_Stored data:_
[Start of Attachment]
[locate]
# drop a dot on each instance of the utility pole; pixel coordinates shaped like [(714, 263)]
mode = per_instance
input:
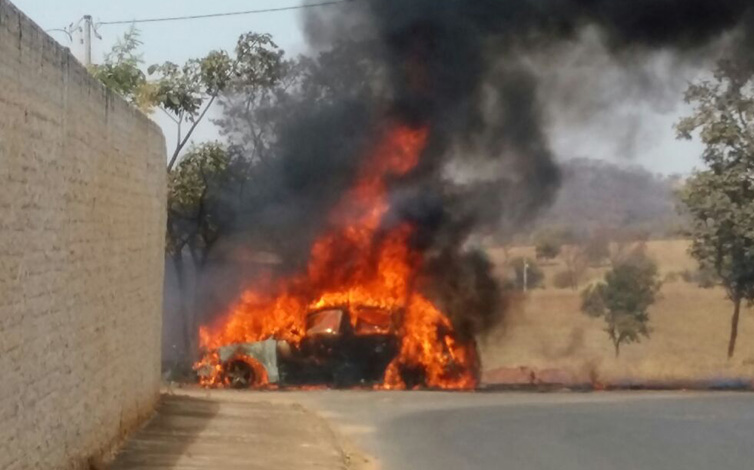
[(88, 40)]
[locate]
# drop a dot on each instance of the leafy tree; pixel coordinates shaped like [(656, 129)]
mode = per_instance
[(597, 248), (187, 92), (720, 198), (623, 300), (547, 249), (533, 273), (121, 72), (198, 214), (576, 264)]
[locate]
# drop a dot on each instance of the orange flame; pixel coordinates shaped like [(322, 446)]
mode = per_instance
[(358, 262)]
[End of Attachment]
_Assignment:_ For the data above, count every line in which the string "shaped" appears, and answer with the count only.

_Written answer:_ 3